## [Given problem]
Rewrite the rows from the line with "For the benchmark, mark every instance of the wooden floor" up to and including the line with "[[463, 666]]", keeping the requests, and scale every x and y coordinate in the answers by 0.2, rounding to whole numbers with halves going up. Return only those lines.

## [Material shown]
* Start *

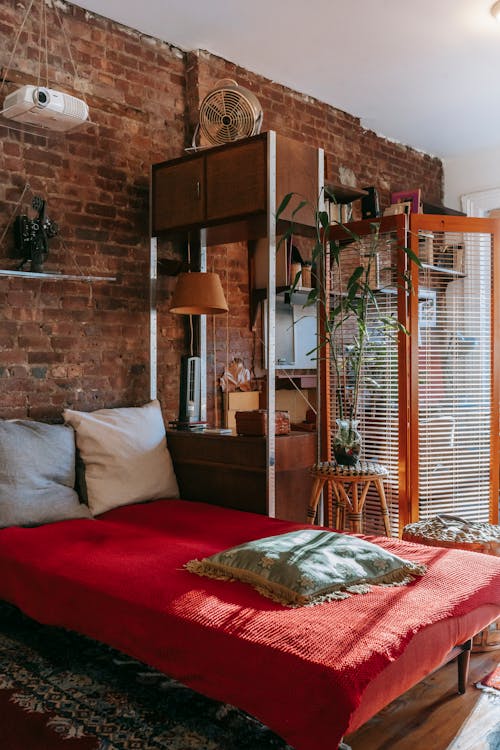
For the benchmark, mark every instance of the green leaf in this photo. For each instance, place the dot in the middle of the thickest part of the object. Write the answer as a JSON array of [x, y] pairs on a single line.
[[355, 276], [301, 205]]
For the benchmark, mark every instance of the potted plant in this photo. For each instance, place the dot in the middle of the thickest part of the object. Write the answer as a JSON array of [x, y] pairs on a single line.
[[347, 287]]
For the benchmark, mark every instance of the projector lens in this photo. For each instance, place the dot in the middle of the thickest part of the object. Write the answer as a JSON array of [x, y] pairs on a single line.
[[41, 97]]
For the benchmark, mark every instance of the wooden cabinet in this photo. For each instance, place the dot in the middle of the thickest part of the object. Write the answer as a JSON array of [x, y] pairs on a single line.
[[230, 470], [179, 194], [228, 185]]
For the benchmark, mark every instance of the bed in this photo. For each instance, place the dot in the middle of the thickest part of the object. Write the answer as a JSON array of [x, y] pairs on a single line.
[[312, 674]]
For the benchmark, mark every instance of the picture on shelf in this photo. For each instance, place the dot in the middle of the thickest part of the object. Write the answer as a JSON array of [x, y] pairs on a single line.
[[427, 308], [398, 208], [414, 197]]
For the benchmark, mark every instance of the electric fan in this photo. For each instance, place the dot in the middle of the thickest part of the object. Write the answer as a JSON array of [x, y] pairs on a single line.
[[228, 113]]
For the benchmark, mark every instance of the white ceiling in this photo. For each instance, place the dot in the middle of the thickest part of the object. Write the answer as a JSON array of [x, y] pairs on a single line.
[[422, 72]]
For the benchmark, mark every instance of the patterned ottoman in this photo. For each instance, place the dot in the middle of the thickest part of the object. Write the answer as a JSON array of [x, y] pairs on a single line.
[[451, 531]]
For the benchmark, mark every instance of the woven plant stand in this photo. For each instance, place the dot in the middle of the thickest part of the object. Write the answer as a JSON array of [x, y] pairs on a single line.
[[345, 481]]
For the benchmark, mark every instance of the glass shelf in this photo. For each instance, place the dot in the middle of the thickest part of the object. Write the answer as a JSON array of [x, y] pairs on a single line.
[[441, 269], [55, 276]]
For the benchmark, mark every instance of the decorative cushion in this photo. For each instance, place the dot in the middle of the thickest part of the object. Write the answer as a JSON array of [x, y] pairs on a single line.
[[309, 566], [125, 455], [453, 531], [37, 474]]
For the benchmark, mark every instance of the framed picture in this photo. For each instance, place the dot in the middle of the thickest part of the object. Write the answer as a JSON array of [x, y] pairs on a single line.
[[409, 196], [427, 308], [405, 207]]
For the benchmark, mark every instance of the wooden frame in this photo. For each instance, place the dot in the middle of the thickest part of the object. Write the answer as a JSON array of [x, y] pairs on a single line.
[[408, 353]]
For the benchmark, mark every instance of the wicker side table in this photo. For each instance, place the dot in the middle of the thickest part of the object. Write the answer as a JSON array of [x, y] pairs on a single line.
[[456, 533], [345, 481]]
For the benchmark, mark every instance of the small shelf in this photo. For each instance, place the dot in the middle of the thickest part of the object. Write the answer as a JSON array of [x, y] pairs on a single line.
[[446, 271], [55, 276], [344, 193]]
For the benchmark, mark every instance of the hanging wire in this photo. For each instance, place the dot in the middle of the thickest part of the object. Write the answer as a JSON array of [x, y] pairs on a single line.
[[27, 187], [43, 29], [76, 75], [9, 64]]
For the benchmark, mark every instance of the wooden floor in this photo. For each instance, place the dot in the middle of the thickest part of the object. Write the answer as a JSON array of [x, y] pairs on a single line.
[[432, 716]]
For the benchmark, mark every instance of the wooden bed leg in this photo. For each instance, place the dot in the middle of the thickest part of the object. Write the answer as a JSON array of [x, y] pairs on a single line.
[[463, 666]]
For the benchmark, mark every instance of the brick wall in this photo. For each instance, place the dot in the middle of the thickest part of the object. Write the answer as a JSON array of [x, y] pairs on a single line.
[[67, 343]]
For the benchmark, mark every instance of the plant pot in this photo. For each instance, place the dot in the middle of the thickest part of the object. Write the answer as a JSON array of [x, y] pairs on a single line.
[[347, 442]]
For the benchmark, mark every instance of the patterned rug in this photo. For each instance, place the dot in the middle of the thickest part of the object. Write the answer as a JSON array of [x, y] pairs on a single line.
[[94, 698], [491, 683]]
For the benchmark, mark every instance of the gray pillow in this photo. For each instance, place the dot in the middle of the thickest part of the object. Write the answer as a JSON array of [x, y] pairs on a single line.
[[37, 474]]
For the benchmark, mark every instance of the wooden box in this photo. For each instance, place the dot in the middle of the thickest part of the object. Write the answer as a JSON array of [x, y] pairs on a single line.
[[255, 422]]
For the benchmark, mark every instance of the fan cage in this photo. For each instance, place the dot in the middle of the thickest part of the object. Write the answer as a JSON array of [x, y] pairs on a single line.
[[228, 114]]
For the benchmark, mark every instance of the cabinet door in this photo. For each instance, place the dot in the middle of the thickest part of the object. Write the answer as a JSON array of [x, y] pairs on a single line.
[[178, 195], [236, 181]]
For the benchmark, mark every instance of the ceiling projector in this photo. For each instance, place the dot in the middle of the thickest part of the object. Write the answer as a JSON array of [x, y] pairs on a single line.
[[46, 108]]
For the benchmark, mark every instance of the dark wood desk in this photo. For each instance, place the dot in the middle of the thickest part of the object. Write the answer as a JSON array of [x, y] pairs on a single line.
[[230, 470]]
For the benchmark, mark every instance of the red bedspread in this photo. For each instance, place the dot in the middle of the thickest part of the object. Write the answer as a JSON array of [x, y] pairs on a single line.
[[302, 671]]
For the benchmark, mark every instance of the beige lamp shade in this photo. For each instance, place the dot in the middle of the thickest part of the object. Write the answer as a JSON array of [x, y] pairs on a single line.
[[198, 293]]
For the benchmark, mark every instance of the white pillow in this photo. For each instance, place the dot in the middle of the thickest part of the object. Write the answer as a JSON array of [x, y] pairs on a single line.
[[125, 455]]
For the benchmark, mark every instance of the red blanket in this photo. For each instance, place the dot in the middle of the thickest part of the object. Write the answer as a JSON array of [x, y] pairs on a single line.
[[301, 671]]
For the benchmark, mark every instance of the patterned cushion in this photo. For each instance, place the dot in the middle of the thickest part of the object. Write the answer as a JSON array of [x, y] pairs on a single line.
[[309, 566], [453, 531]]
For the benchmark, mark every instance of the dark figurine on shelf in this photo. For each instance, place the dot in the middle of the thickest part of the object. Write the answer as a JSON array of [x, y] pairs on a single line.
[[32, 236]]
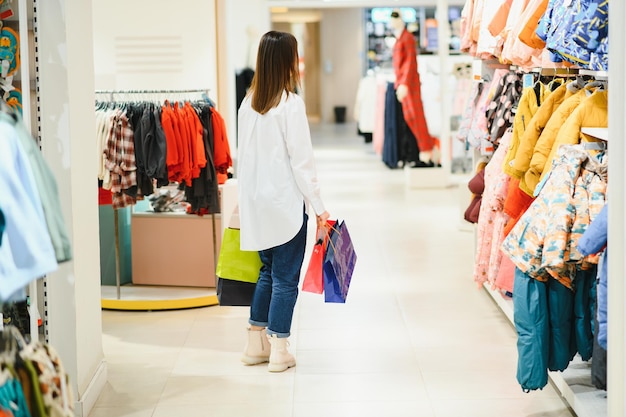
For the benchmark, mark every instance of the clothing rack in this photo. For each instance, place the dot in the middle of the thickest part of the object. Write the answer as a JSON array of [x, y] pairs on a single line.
[[200, 90], [115, 212]]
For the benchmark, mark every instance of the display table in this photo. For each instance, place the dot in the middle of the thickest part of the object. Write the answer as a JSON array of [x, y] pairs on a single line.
[[175, 249]]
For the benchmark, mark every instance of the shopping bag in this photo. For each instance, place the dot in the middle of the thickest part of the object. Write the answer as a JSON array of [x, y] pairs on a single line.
[[237, 271], [338, 265], [314, 276], [234, 293], [235, 264]]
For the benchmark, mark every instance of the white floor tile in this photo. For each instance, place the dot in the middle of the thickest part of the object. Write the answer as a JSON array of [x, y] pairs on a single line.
[[365, 409]]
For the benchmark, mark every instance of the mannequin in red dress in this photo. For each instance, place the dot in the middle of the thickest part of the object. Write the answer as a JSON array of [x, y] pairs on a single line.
[[408, 92]]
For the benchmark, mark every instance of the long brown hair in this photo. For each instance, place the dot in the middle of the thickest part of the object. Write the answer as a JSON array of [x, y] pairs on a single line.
[[276, 70]]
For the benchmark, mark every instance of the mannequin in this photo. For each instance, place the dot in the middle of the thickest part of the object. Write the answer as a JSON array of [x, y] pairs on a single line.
[[408, 93]]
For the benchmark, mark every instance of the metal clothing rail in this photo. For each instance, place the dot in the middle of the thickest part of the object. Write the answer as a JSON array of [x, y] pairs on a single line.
[[197, 90]]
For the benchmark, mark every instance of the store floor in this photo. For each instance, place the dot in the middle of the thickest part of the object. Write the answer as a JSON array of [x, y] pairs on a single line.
[[416, 337]]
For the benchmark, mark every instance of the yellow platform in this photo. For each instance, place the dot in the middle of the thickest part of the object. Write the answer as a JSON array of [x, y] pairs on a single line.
[[150, 298]]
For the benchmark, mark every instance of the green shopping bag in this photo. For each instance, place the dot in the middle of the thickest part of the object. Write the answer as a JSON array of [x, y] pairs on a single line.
[[235, 264]]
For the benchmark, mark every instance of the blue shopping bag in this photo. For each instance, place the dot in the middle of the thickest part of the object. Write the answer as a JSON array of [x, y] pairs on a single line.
[[338, 265]]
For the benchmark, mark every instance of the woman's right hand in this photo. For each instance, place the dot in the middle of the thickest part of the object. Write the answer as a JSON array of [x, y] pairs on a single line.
[[322, 218]]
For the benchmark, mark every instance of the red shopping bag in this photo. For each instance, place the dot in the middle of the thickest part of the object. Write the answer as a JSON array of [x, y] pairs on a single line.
[[314, 279]]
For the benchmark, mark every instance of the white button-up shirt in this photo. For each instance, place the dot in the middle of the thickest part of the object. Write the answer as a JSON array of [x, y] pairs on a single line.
[[276, 173]]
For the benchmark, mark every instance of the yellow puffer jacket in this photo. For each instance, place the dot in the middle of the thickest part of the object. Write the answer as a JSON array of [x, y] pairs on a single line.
[[521, 163], [546, 140], [526, 109], [591, 112]]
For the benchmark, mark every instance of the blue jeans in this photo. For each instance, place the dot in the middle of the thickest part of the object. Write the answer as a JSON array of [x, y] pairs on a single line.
[[277, 288]]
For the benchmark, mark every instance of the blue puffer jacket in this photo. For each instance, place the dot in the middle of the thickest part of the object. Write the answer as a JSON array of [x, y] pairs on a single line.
[[593, 240], [574, 30]]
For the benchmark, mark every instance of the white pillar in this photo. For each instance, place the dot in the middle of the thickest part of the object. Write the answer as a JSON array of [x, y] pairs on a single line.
[[66, 92], [443, 50], [616, 197]]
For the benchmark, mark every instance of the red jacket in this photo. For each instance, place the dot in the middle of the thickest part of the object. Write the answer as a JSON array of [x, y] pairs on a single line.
[[405, 67]]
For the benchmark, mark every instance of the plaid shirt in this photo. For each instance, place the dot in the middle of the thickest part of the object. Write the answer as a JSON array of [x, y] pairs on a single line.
[[120, 160]]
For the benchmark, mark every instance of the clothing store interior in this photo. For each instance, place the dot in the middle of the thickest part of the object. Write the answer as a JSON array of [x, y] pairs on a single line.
[[464, 143]]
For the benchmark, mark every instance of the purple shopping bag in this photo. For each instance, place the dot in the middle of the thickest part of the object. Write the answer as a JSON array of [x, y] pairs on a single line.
[[338, 265]]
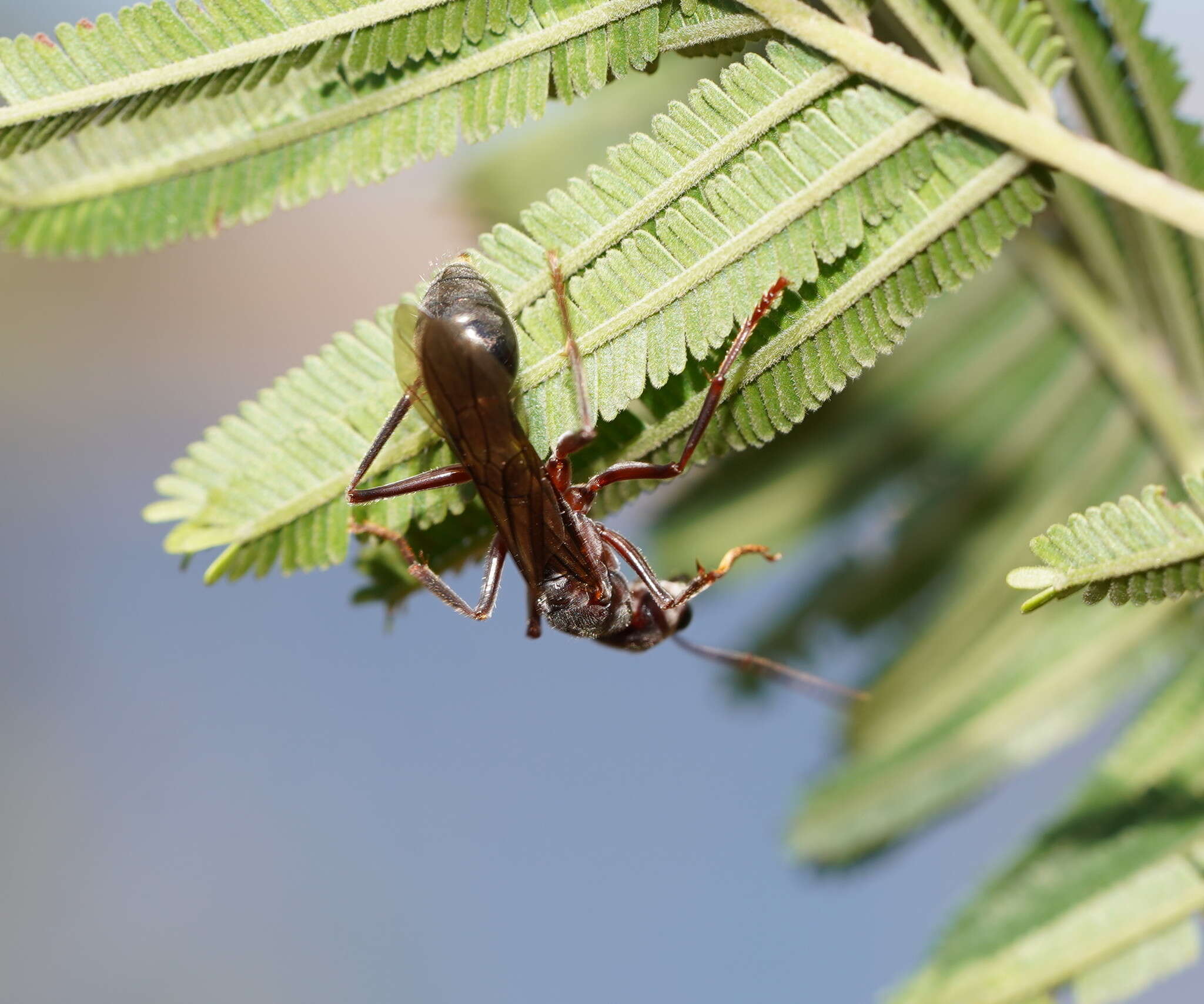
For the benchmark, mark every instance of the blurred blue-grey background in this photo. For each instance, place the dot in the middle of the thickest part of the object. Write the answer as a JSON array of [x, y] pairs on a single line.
[[255, 792]]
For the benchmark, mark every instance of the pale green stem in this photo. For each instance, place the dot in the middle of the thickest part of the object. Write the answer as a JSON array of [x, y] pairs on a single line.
[[1039, 138], [1119, 350], [945, 52], [853, 12], [1004, 55]]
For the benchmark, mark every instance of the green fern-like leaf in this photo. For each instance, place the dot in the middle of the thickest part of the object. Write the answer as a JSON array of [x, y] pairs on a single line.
[[1133, 551], [967, 697], [1107, 899], [159, 165], [947, 453], [787, 168], [1135, 112]]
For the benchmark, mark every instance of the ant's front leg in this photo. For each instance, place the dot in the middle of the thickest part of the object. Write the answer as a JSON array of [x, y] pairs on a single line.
[[559, 467], [637, 471], [440, 478], [427, 575], [704, 580]]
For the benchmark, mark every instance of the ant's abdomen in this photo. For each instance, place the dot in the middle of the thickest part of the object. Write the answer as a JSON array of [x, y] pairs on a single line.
[[467, 303]]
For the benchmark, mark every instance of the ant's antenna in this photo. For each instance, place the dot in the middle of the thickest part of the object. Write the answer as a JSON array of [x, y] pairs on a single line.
[[815, 686]]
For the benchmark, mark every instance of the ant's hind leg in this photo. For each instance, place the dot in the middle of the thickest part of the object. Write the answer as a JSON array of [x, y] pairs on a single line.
[[427, 575], [638, 471], [559, 468]]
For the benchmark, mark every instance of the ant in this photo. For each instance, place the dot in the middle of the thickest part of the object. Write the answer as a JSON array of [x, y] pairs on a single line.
[[466, 355]]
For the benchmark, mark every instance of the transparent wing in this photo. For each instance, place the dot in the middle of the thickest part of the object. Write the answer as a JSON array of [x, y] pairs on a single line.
[[405, 359]]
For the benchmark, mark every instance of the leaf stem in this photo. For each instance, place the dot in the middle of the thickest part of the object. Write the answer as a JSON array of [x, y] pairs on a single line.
[[241, 55], [1116, 348], [1042, 139]]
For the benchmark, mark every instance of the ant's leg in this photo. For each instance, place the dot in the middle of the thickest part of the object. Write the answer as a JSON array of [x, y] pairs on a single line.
[[704, 580], [635, 471], [559, 468], [440, 478], [424, 574], [635, 557], [534, 629], [420, 482]]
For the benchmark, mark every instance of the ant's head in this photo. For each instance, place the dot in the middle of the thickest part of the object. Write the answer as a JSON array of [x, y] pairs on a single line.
[[649, 623]]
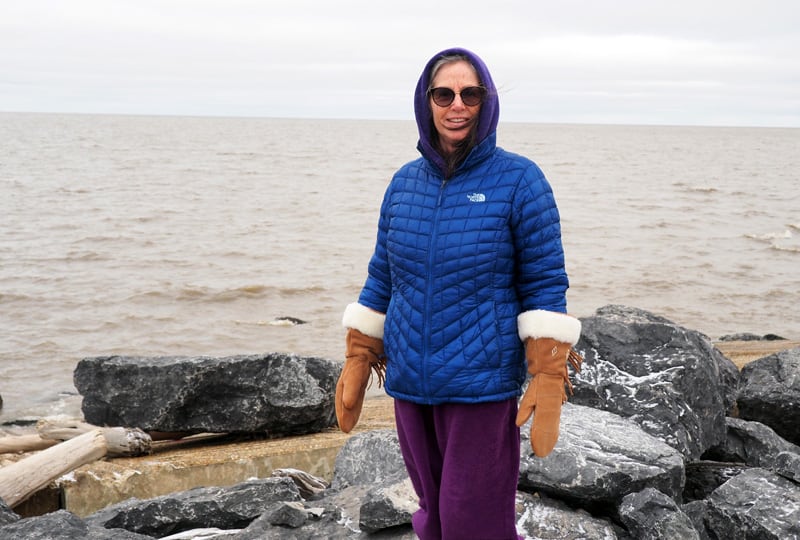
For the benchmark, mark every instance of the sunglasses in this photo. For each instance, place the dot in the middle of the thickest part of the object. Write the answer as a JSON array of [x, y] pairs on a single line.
[[470, 96]]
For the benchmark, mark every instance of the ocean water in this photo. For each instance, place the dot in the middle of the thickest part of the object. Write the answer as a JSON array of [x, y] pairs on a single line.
[[176, 235]]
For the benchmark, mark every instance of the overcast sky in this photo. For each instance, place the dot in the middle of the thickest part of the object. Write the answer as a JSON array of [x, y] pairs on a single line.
[[697, 62]]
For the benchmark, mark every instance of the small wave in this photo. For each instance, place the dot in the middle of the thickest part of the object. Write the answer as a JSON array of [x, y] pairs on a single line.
[[8, 298], [788, 249], [770, 236], [702, 189]]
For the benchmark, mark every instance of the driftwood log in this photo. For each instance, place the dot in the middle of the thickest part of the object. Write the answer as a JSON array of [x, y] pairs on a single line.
[[22, 479], [13, 444], [83, 443]]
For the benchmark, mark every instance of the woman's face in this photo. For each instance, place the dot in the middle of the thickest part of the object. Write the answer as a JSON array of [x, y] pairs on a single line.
[[453, 122]]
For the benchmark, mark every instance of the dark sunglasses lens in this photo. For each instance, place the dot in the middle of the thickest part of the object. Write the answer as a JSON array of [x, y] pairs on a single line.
[[443, 96], [472, 96]]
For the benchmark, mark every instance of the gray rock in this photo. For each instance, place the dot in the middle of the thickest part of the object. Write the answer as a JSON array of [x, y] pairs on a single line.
[[651, 515], [757, 445], [369, 459], [755, 505], [388, 506], [697, 510], [542, 517], [225, 508], [671, 381], [288, 514], [704, 476], [63, 525], [787, 464], [770, 393], [276, 394], [599, 458], [7, 515]]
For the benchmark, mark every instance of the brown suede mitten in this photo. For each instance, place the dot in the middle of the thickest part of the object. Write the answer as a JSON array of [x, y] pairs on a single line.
[[547, 363], [363, 354]]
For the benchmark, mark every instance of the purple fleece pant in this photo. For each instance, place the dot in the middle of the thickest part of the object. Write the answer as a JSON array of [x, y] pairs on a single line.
[[463, 460]]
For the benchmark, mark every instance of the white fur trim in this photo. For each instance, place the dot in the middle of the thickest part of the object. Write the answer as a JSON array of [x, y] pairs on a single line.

* End *

## [Full answer]
For the benchmark, mark every instance of the wooden floor in this photo. For each instance, place the dot in the middle of the thickest part of the object. Write the answer as a JSON array of [x, y] pairs on a single line.
[[86, 143]]
For the benchmark, mark every instance of the wooden bed leg in this photo. For each instance, place the dot in the middle of the thickest part of the object. Write the answer as a JSON array of [x, y] pairs on a single line.
[[93, 133]]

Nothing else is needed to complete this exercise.